◆ Prompt ◆
Render every line of the material below as a Markdown table with the columns Row and Line, numbering the rows in order and omitting blank lines.

◆ Listing ◆
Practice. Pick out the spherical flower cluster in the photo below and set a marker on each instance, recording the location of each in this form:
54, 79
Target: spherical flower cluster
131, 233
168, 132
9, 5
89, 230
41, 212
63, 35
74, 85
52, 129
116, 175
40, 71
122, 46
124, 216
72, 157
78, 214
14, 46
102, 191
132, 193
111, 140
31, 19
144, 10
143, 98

◆ Answer to this problem ◆
| Row | Line |
|---|---|
| 1 | Practice. Pick out the spherical flower cluster in the photo below and set a marker on each instance, recording the location of each in this form: |
| 2 | 54, 79 |
| 3 | Target: spherical flower cluster |
| 4 | 131, 233 |
| 5 | 168, 132 |
| 6 | 9, 5 |
| 7 | 89, 230 |
| 8 | 41, 212 |
| 9 | 63, 35 |
| 10 | 74, 85 |
| 11 | 52, 129 |
| 12 | 116, 175 |
| 13 | 40, 71 |
| 14 | 122, 46 |
| 15 | 124, 216 |
| 16 | 72, 157 |
| 17 | 78, 214 |
| 18 | 14, 46 |
| 19 | 102, 191 |
| 20 | 132, 193 |
| 21 | 111, 140 |
| 22 | 31, 19 |
| 23 | 144, 10 |
| 24 | 143, 98 |